◆ **Exercise passage**
· · ·

In Wepryk v. Duraschka, the Plaintiff was injured in a motor vehicle accident, and brought an ICBC claim for damages. An issues that arose was reimbursement of certain traveling expenses, such as parking and mileage costs. The Court held that such costs are “an integral part of necessary treatment” and, as such, should be awarded under Part 7 of a claimant’s policy.

 

[10]         I also agree that $22.50 for parking should be deducted as a component of travelling expenses for treatment. Travelling expenses are an integral part of necessary treatment and as such are a benefit subject to deduction:  Petersen v. Bannon, (1991) 1 C.C.L.I. (2d) 232 (B.C.S.C.).

· · ·

Entries drawn from a collection
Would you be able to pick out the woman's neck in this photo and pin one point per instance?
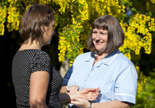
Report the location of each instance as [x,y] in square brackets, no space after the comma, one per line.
[99,57]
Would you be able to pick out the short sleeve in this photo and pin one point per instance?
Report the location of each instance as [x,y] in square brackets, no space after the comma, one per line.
[40,62]
[126,85]
[67,76]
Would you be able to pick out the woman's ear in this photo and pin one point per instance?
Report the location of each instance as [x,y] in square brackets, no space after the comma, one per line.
[42,29]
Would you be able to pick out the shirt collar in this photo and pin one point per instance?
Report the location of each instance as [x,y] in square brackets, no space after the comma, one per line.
[106,60]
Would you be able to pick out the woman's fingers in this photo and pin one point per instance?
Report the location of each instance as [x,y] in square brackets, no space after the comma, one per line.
[73,89]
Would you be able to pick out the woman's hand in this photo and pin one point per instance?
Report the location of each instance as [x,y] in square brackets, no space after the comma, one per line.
[83,103]
[72,89]
[87,93]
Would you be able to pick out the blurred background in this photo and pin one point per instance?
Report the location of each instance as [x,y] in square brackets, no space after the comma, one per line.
[10,42]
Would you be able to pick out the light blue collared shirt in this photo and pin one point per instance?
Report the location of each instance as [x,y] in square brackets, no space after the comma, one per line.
[115,75]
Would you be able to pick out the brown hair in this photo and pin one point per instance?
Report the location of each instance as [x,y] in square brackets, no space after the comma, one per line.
[35,16]
[115,33]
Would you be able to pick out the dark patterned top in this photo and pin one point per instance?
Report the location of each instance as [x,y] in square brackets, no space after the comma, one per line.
[26,62]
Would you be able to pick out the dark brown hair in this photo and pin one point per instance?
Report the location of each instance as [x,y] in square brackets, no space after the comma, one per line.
[115,33]
[35,16]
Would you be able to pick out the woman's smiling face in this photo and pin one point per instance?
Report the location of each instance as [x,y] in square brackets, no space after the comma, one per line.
[100,39]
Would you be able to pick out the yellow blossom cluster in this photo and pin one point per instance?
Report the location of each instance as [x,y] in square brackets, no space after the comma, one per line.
[71,33]
[13,18]
[2,19]
[141,80]
[137,34]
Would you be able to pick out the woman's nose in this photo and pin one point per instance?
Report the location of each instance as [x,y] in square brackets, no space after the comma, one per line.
[98,36]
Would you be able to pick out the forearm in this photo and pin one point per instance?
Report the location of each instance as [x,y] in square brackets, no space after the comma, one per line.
[111,104]
[63,89]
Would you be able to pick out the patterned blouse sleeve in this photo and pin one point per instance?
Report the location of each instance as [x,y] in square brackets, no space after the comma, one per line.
[40,62]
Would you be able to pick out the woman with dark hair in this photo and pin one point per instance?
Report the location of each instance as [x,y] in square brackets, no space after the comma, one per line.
[105,67]
[36,82]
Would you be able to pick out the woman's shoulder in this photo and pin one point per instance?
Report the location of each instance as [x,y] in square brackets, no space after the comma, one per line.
[84,55]
[122,58]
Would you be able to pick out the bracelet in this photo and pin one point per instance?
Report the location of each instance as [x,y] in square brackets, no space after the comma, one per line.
[90,105]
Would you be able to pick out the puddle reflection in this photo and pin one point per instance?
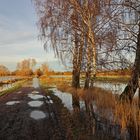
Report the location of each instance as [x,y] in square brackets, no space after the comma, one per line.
[12,102]
[37,115]
[35,96]
[35,103]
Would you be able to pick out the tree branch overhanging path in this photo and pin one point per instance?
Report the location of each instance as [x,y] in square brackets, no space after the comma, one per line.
[90,35]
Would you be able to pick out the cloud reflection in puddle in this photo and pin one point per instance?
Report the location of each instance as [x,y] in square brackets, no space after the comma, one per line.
[35,103]
[37,115]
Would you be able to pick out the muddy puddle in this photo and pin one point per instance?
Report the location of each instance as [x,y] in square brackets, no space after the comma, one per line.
[35,103]
[37,115]
[35,92]
[65,97]
[103,125]
[12,102]
[35,83]
[35,96]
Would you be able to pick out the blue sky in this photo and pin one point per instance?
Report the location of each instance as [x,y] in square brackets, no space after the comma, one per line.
[19,35]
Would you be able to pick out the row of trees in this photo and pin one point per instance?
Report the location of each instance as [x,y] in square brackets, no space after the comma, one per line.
[4,70]
[93,34]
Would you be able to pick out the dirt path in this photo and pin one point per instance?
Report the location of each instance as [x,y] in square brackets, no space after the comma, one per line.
[31,117]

· · ·

◆ **Work request A**
Reproduce word for word everything in the passage on travel expenses from "[10]         I also agree" down to "(2d) 232 (B.C.S.C.).".
◆ **Work request B**
Resume the passage on travel expenses, picking up after its final sentence.

◆ **Expected answer A**
[10]         I also agree that $22.50 for parking should be deducted as a component of travelling expenses for treatment. Travelling expenses are an integral part of necessary treatment and as such are a benefit subject to deduction:  Petersen v. Bannon, (1991) 1 C.C.L.I. (2d) 232 (B.C.S.C.).

◆ **Expected answer B**
[11]         The plaintiff also claimed car expenses for driving to and from medical appointments at a rate of .50¢ per kilometre, and I awarded the entire amount of $1,368.90 claimed by the plaintiff on the basis of her calculations. The defendants originally submitted that the entire amount of $1,368.90 should be deducted, but now say the deduction should be $684.45. According to ICBC’s Claims Procedure Manual for Accident Benefits, ICBC will only reimburse the use of one’s own vehicle at a rate of .25¢ per kilometre. Therefore, one half of the $1,368.90 awarded at trial, or $684.45, should be deducted for driving expenses.